:: Requirement ::
Only the lines from the one with "Where can the golden glow" onward are wanted, through the last line of the entries, set down exactly.

:: Supplied material ::
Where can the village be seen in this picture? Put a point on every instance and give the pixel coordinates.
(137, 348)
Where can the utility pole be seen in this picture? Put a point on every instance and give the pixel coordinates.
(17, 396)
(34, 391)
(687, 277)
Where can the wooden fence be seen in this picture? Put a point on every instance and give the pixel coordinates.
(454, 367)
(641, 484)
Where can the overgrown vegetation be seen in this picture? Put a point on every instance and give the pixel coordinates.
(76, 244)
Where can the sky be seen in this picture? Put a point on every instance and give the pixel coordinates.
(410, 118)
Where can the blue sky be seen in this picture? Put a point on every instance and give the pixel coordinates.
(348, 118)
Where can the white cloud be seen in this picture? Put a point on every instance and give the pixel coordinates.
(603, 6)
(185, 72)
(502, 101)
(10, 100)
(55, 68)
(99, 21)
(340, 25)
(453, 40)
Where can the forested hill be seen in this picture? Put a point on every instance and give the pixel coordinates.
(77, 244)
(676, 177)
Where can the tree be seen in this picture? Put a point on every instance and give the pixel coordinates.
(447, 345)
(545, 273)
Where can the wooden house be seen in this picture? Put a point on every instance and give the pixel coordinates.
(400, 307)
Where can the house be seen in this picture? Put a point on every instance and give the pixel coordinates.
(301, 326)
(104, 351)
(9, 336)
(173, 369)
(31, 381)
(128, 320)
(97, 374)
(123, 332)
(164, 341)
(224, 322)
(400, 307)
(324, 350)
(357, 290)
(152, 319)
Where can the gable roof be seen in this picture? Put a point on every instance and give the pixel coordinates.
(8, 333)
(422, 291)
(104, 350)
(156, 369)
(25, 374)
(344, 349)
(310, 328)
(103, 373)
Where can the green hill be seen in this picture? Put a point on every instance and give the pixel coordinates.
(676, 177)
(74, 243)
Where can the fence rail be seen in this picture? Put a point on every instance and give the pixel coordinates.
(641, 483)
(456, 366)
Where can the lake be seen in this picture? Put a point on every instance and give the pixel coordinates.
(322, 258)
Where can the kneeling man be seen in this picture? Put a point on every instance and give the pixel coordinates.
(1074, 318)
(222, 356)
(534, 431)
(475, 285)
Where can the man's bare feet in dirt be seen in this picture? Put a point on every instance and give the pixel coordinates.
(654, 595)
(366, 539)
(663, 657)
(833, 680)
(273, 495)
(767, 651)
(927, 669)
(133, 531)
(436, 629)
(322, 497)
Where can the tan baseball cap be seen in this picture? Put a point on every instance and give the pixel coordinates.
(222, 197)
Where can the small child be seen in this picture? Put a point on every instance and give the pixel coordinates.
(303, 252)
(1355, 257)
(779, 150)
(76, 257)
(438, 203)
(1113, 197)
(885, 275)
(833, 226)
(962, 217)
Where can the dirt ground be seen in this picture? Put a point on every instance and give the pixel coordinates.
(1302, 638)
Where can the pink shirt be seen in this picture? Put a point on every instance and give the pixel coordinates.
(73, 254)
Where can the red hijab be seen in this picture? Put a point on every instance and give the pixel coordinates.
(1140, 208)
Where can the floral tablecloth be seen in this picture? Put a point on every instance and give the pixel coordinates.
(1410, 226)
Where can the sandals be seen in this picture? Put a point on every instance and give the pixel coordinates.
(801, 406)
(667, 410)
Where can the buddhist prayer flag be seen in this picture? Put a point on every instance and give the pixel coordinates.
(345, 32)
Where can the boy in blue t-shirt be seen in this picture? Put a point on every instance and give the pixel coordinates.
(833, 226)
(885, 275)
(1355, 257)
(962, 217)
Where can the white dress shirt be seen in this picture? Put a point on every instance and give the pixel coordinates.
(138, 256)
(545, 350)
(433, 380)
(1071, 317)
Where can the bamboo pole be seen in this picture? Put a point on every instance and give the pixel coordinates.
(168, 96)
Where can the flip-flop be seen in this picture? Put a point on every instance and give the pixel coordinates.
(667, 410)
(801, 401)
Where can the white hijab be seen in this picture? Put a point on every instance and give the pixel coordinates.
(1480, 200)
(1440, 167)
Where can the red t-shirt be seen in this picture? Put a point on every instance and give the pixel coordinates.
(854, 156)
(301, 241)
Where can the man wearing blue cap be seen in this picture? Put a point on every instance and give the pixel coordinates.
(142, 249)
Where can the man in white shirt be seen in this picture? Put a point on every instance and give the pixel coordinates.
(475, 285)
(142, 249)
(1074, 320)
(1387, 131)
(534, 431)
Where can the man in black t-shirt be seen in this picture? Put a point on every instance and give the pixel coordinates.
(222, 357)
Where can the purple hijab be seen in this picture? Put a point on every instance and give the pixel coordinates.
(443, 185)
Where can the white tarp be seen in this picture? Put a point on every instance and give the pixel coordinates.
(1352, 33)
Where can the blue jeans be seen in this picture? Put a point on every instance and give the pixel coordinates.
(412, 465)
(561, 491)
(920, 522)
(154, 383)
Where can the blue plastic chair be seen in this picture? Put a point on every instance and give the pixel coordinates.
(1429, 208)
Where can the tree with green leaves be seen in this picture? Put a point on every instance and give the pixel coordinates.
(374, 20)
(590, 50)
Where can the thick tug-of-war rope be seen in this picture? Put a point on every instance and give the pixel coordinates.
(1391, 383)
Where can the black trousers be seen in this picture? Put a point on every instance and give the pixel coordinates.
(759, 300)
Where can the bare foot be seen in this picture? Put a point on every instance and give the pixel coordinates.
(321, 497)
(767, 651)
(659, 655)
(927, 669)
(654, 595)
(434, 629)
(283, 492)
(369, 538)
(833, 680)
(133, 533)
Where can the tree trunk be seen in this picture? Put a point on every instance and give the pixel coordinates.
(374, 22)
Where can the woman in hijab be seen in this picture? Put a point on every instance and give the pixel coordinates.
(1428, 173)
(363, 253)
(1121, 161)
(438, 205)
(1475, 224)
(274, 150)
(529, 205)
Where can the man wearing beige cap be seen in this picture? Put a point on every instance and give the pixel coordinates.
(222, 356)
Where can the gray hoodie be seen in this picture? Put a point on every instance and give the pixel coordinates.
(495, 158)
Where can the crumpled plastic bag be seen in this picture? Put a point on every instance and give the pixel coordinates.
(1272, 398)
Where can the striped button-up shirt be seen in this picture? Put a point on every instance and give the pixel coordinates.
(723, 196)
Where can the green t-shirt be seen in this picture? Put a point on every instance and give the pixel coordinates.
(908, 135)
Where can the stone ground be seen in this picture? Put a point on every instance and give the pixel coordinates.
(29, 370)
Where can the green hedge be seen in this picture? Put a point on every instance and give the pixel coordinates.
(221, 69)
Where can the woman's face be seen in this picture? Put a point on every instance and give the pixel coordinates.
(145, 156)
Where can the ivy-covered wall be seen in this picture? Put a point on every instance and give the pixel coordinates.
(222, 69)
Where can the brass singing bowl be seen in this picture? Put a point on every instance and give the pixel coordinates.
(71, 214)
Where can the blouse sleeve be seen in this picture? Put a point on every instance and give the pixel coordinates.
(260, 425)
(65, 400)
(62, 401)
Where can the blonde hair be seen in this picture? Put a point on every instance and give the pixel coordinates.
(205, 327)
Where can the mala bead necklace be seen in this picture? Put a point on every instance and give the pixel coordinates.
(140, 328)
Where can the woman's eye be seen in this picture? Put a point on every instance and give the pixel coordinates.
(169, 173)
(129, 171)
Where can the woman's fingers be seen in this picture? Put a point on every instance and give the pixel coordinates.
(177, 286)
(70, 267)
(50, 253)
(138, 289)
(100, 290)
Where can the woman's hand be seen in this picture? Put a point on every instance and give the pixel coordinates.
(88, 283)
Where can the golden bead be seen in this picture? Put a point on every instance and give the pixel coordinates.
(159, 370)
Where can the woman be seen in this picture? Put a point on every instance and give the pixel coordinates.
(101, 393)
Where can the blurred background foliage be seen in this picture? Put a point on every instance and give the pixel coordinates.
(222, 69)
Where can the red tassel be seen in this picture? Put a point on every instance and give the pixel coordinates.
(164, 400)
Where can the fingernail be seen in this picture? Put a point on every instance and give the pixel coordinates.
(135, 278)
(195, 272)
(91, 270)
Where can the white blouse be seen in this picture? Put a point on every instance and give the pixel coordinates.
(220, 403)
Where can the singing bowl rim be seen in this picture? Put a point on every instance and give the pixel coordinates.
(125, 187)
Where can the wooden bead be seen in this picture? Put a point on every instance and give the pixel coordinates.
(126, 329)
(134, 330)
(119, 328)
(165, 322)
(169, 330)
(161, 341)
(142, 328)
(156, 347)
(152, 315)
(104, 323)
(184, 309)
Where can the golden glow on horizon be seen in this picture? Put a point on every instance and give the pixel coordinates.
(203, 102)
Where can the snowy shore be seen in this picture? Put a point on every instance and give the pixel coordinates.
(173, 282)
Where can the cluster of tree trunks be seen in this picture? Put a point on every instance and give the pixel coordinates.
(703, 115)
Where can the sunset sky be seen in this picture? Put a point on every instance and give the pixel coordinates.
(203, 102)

:: Response to the task ::
Where can the golden glow on horizon be seen in this picture? Put a point on every instance and give the pixel coordinates.
(203, 102)
Where can the snowy shore be seen in this picture? Put a point on every instance and give the pixel coordinates.
(173, 282)
Where can the cluster of tree trunks be seen in this picture? Put a point on every instance and give the pixel coordinates.
(703, 115)
Where can the sunset sky be seen in this picture? Put a point on every instance and give the pixel coordinates.
(203, 102)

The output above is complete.